ASSIGNMENT:
Answer these questions from the passage on paradise and hell:
(a) What two capacities of fire does St. Basil name?
(b) Which verse does Metallinos cite for "the all-consuming fire"?
(c) What kind of mind-set does Metallinos see at the root of the traditional understanding of heaven and hell?

Even St. Basil the Great, upon whom Kalomiros relies so heavily, does not deny the idea of retributive justice in God – and precisely in the context of the river of fire. As he writes, commenting on the verse: “The voice of the Lord divideth the flame of fire” (Psalm 28.6): “The fire prepared in punishment for the devil and his angels is divided by the voice of the Lord. Thus, since there are two capacities in fire, one of burning and the other of illuminating, the fierce and punitive property of the fire may await those who deserve to burn, while its illuminating and radiant part may be reserved for the enjoyment of those who are rejoicing.”
So the river of fire is punitive – for “those who deserve to burn”. It is punitive retribution, as expressing the pure love of justice that is part of the nature of God. Of course, God longs to have mercy even on the most inveterate sinner. But if that sinner does not wish to believe and repent, He wills that the sinner should be punished - even though the punishment can have no rehabilitative effect…
*
An ardent admirer of Romanides is Fr. George Metallinos, who adopts a somewhat different approach to the same goal of downgrading the traditional Orthodox teaching on the last things. After various scriptural and liturgical references, Metallinos presents his major thesis as follows: “Paradise and hell are not two different places. (This version is an idolatrous concept.) They signify two different situations (ways), which originate from the same uncreated source, and are perceived by man as two, different experiences. Or, more precisely, they are the same experience, except that they are perceived differently by man, depending on man’s internal state. This experience is the sight of Christ inside the uncreated light of His divinity, of His ‘glory’. From the moment of His Second Coming, through to all eternity, all people will be seeing Christ in His uncreated light. That is when ‘those who worked evil in their lifetime will go towards the resurrection of their life, while those who have worked evil in their lifetime will go towards the resurrection of judgement’ (John 5.29). In the presence of Christ, mankind will be separated (‘sheep’ and ‘goats’, to His right and His left). In other words, they will be discerned in two separate groups: those who will be looking upon Christ as paradise (the ‘exceeding good, the radiant’) and those who will be looking upon Christ as hell (‘the all-consuming fire’, Hebrews 12.29).
“Paradise and hell are the same reality…”
If Metallinos wrote these words in order to shock, he succeeded. The common-sense reaction to these words is: “How can it be true that Paradise and hell are the same experience, the same reality?! Surely no two experiences or realities could be more different!”
Of course, there is a purpose to this “shock-therapy”. Metallinos is trying to shock us out of our traditional understanding of heaven and hell, which he considers to be rooted in a western, “scholastic” mind-set. And he thinks he has the Holy Scriptures and the Holy Fathers on his side. But perhaps his ideas have more in common with modern western thinkers, especially the existentialists, and less with the Holy Fathers, than he thinks…
Let us begin with the statement that paradise and hell are not two different places, but two different experiences. Now if he had said that Paradise and hell are not only places, but also experiences, or spiritual conditions, we would not object. But he seems to have a purely subjective, psychological interpretation of heaven and hell that is completely abstracted from anything spatio-temporal or material.

Collected data:
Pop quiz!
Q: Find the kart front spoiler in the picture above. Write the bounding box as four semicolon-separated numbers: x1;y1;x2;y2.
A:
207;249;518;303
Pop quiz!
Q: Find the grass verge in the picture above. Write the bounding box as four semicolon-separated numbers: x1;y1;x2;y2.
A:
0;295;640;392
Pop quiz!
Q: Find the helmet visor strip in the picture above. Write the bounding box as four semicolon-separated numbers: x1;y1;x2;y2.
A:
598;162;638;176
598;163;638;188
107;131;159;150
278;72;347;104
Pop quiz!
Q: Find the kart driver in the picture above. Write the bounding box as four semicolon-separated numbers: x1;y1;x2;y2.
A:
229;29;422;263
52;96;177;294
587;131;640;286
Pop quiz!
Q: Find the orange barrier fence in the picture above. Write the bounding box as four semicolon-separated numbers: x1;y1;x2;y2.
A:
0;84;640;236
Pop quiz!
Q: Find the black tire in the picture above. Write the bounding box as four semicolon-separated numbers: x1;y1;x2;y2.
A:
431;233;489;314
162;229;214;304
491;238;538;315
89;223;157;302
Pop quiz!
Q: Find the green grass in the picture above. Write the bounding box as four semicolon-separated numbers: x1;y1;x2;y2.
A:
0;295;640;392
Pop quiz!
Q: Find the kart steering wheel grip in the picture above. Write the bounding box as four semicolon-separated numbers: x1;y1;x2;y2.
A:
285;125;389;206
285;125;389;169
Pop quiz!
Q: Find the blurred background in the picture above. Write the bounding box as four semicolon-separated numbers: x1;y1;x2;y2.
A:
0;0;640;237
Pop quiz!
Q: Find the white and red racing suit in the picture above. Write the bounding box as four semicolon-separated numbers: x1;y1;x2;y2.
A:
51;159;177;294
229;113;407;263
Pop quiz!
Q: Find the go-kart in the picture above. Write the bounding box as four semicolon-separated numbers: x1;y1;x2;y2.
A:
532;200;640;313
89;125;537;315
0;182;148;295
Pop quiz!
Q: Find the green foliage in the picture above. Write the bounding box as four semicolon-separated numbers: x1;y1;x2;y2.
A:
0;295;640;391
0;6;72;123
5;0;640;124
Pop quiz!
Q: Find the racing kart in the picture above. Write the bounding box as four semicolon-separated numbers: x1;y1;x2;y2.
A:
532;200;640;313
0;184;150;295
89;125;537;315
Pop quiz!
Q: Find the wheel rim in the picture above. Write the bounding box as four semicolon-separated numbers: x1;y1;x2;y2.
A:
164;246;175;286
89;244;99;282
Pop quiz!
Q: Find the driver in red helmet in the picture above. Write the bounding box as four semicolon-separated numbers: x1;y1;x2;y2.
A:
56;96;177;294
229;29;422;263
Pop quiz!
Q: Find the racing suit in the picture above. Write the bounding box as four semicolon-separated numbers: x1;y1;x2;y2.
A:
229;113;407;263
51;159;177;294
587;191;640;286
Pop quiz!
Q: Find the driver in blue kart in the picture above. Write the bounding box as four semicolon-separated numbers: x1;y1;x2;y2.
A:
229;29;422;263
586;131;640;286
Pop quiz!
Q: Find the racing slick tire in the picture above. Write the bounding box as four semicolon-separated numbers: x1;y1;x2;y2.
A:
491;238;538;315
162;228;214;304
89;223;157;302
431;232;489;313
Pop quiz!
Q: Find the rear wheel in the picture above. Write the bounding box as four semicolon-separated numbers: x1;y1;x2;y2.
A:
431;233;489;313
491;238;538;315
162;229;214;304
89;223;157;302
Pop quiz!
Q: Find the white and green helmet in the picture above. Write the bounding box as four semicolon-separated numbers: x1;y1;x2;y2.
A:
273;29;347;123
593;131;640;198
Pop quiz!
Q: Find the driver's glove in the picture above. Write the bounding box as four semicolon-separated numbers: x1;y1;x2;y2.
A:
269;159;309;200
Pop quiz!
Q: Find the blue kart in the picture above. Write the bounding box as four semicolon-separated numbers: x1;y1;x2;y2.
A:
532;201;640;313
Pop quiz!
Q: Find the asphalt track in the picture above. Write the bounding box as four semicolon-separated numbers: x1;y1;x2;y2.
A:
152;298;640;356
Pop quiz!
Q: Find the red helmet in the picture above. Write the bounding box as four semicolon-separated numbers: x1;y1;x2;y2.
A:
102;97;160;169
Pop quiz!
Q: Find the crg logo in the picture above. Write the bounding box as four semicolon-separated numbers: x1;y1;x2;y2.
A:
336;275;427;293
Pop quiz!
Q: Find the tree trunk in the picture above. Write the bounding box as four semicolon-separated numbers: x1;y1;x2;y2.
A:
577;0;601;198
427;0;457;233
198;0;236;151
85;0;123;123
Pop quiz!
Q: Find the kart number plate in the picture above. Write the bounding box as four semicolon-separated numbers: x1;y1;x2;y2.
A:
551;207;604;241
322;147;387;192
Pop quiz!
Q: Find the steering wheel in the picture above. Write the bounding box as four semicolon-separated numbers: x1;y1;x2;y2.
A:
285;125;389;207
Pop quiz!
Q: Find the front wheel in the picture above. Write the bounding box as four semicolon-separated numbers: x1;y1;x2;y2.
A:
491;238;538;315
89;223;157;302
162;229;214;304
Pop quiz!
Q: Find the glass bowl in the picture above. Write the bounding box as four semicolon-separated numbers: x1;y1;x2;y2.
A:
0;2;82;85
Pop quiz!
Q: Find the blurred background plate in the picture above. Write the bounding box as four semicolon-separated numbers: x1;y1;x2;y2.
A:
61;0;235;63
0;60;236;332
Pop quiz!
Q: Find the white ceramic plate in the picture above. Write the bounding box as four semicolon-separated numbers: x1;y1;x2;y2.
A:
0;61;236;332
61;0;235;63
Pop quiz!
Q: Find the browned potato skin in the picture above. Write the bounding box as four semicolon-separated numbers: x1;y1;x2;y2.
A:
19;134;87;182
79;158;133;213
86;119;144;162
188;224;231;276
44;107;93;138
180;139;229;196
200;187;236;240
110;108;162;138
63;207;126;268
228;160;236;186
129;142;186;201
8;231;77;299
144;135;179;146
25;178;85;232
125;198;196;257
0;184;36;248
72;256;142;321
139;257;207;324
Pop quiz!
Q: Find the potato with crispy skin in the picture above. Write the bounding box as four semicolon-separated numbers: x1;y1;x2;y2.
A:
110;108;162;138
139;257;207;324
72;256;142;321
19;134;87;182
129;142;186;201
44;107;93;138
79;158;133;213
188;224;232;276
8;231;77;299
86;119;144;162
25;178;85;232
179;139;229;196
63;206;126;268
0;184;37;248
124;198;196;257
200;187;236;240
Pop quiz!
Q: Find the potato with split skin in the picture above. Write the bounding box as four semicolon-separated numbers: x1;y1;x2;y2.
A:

TASK RESPONSE:
(a) Burning and illuminating.
(b) Hebrews 12.29.
(c) A western, "scholastic" mind-set.